Find each line in the records below that contains the word "windshield", and copy those lines.

═══ Data rows ═══

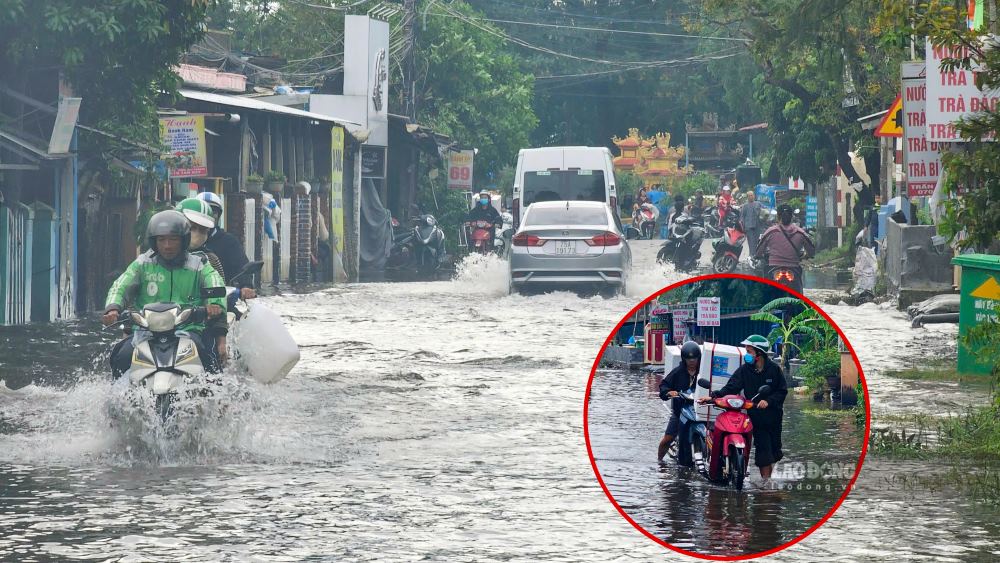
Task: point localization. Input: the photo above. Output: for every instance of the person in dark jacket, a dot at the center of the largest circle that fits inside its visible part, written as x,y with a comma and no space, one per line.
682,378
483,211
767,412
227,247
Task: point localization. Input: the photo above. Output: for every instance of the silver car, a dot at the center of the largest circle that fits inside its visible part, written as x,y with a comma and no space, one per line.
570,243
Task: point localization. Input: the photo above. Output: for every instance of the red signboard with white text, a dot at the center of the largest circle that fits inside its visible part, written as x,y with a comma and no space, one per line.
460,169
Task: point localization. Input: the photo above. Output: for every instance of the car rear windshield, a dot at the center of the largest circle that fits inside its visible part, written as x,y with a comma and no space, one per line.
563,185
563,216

═══
═══ Data rows ═══

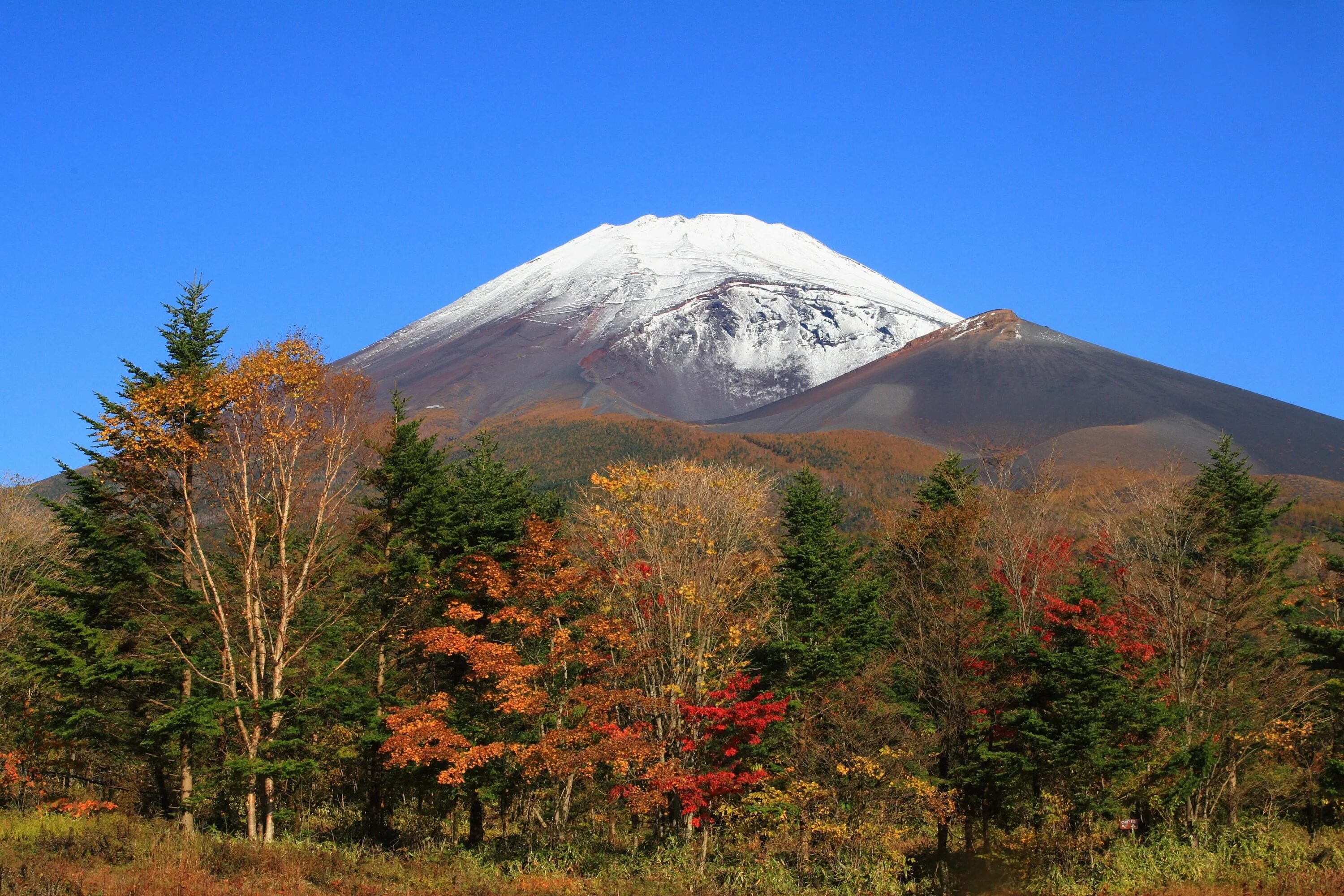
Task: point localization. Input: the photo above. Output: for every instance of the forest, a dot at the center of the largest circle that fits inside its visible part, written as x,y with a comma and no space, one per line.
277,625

═══
═══ Data rows ═══

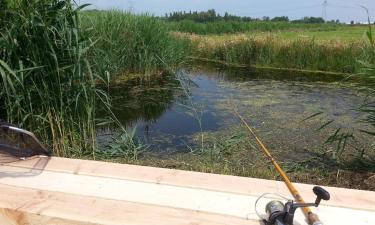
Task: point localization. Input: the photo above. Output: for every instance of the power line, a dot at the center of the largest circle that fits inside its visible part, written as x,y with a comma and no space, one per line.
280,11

═══

▸ **Written answer**
Task: point localization. Input: the photo above. Output: for every instance of the car rear windshield, a dot at the center of the largest circle that fits inside its visible part, written as x,y with a comma and no space, one per line.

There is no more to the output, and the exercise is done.